Exercise details
Locate every line in the rows below that contains the string "instance" and copy each of those lines out. Case matters.

[Segmentation labeling rows]
[start]

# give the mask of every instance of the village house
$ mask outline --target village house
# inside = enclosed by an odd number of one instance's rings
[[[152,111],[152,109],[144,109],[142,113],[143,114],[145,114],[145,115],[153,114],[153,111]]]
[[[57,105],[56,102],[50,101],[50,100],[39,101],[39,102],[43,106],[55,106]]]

[end]

Correct answer
# give the mask of every instance of the village house
# inside = enclosed by an odd number of one instance's rings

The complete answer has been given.